TASK BRIEF:
Every record shown below is to be output exactly.

DATA PROVIDED:
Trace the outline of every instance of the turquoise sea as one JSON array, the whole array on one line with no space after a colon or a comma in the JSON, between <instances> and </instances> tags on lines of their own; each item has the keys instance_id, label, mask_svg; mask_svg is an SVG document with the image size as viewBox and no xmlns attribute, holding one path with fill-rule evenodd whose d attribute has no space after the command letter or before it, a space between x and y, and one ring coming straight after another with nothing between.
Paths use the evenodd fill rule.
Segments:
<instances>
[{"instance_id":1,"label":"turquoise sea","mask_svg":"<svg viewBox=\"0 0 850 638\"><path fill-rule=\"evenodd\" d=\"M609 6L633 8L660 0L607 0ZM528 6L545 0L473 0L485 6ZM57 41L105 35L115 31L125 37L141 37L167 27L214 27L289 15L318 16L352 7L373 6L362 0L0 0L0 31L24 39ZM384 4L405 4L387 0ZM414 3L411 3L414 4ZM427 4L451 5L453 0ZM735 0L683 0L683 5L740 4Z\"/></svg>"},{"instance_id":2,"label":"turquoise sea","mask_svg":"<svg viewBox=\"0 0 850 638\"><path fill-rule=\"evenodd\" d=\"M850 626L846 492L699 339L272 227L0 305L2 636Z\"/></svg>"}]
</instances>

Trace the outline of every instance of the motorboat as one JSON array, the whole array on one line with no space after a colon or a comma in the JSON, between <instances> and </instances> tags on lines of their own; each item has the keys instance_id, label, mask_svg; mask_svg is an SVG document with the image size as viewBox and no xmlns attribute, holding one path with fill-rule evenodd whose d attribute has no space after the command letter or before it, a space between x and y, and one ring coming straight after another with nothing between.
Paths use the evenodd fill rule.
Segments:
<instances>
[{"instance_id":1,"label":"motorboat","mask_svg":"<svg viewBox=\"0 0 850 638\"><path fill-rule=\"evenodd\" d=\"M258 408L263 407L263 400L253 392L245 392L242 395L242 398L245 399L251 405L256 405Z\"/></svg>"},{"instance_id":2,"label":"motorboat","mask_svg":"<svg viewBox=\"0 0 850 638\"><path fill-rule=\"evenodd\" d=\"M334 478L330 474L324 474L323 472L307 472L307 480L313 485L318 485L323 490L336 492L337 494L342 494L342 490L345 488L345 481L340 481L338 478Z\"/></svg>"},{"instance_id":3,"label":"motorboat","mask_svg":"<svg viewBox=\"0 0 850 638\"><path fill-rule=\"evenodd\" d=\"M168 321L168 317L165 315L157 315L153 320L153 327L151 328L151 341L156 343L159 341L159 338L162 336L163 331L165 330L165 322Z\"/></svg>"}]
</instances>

SOLUTION:
Trace the outline of every instance of the turquoise sea as one JSON array, the whole array on one line with no space after a colon or a comma in the JSON, between <instances> and </instances> tags on lines of their own; each item has the keys instance_id, label, mask_svg; mask_svg is an SVG document with the image size as viewBox and no xmlns attribute, holding one path with fill-rule evenodd whose d attribute has no space after the command letter or before it, a space between x and y, and one ring coming straight after another with nothing between.
Paths use the evenodd fill rule.
Segments:
<instances>
[{"instance_id":1,"label":"turquoise sea","mask_svg":"<svg viewBox=\"0 0 850 638\"><path fill-rule=\"evenodd\" d=\"M609 6L633 8L660 0L607 0ZM528 6L545 0L473 0L485 6ZM57 41L105 35L115 31L125 37L141 37L167 27L214 27L289 15L318 16L352 7L373 6L362 0L0 0L0 31L24 39ZM384 4L405 4L387 0ZM414 3L411 3L414 4ZM427 4L451 5L453 0ZM735 0L683 0L683 5L740 4Z\"/></svg>"},{"instance_id":2,"label":"turquoise sea","mask_svg":"<svg viewBox=\"0 0 850 638\"><path fill-rule=\"evenodd\" d=\"M850 626L846 492L699 339L272 227L0 305L2 636Z\"/></svg>"}]
</instances>

Trace the outline of every instance of the motorboat as one JSON array, the whole array on one line with no space after a colon or a comma in the JSON, between <instances> and </instances> tags on lines of their own; each item has the keys instance_id, label, mask_svg; mask_svg is an SVG document with the image size as viewBox and no xmlns attribute, holding one path with fill-rule evenodd whose d attribute has no space after the command letter or before it, a space between x and y, and one ring coming straight after another with nothing between.
Paths use the evenodd fill rule.
Segments:
<instances>
[{"instance_id":1,"label":"motorboat","mask_svg":"<svg viewBox=\"0 0 850 638\"><path fill-rule=\"evenodd\" d=\"M258 408L263 407L263 400L253 392L245 392L242 395L242 398L245 399L251 405L256 405Z\"/></svg>"},{"instance_id":2,"label":"motorboat","mask_svg":"<svg viewBox=\"0 0 850 638\"><path fill-rule=\"evenodd\" d=\"M334 478L330 474L324 474L323 472L307 472L307 480L313 485L318 485L323 490L336 492L337 494L342 494L342 490L345 488L345 481L340 481L338 478Z\"/></svg>"},{"instance_id":3,"label":"motorboat","mask_svg":"<svg viewBox=\"0 0 850 638\"><path fill-rule=\"evenodd\" d=\"M168 321L168 317L165 315L157 315L153 320L153 327L151 328L151 341L156 343L159 341L159 338L162 336L163 331L165 330L165 322Z\"/></svg>"}]
</instances>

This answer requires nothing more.